Provided material
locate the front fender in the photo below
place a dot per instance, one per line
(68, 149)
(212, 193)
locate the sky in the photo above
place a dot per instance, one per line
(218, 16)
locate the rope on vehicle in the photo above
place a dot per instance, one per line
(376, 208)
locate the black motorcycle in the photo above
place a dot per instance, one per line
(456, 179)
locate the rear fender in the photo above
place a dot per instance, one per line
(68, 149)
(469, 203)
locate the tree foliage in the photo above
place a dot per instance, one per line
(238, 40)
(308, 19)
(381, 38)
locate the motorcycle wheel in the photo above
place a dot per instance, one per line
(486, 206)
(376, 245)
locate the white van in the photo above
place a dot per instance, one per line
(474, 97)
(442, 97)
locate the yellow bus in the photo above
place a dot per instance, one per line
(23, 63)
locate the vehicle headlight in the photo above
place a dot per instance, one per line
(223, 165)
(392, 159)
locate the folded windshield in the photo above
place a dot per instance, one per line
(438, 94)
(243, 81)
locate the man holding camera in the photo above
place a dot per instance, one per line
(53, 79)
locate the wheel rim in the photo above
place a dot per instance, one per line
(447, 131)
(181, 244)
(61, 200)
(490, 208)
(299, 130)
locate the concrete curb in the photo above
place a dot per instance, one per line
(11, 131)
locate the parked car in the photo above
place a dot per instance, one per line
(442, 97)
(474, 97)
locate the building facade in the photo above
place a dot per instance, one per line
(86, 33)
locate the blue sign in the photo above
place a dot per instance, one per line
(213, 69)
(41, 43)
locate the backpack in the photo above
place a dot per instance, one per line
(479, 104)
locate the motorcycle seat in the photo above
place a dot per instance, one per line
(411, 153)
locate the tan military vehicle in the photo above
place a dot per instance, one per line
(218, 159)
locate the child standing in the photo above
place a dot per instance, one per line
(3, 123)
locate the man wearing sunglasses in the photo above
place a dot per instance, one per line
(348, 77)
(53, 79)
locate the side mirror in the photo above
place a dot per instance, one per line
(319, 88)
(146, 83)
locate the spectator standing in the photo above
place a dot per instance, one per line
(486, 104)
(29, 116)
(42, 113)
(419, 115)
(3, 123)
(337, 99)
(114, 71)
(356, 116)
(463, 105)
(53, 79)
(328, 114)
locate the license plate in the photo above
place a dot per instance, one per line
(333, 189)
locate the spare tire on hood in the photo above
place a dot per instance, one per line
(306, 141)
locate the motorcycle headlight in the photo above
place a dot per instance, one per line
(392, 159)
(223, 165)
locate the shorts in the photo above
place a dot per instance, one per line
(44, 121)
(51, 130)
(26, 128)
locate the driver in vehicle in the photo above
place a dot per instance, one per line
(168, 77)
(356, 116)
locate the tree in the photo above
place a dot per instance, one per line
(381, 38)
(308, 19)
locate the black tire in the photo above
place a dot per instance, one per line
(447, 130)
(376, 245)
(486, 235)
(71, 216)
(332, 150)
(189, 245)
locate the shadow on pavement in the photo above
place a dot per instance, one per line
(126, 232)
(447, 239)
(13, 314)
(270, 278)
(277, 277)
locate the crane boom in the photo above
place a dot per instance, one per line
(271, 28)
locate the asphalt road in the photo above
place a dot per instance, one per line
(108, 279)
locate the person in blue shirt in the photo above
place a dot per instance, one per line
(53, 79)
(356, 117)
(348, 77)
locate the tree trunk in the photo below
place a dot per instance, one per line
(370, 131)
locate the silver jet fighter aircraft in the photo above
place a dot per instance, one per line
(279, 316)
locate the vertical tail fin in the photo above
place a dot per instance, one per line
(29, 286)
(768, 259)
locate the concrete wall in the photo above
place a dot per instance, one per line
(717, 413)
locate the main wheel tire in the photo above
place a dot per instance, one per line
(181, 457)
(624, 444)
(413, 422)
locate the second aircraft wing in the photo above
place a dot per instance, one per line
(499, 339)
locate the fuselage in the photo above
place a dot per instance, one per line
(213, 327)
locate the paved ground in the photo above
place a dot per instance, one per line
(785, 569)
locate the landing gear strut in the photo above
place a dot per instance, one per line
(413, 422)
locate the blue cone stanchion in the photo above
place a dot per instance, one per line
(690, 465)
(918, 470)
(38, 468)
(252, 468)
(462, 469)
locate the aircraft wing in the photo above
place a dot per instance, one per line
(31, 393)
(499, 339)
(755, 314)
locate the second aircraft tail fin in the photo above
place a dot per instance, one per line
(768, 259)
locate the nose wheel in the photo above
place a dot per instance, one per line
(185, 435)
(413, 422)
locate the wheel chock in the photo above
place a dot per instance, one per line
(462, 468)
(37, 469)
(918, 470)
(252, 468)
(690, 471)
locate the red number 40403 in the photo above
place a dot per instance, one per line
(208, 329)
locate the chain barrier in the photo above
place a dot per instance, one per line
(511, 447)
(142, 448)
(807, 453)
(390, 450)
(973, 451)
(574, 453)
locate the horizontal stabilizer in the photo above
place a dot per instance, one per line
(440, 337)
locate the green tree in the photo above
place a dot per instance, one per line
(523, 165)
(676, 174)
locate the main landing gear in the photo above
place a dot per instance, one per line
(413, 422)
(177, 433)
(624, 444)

Task goal
At the first line of the material above, start reproducing each line exactly, and end with the line that holds "locate the rear fender in the photo above", adding nothing.

Task solution
locate the front fender in the photo below
place a dot per instance, one per line
(68, 149)
(212, 193)
locate the sky in the photo above
place a dot per instance, one per line
(218, 16)
locate the rope on vehicle in the photo above
place a dot per instance, one per line
(376, 208)
locate the black motorcycle in the photo above
place a dot per instance, one per line
(456, 179)
locate the rear fender in the photo above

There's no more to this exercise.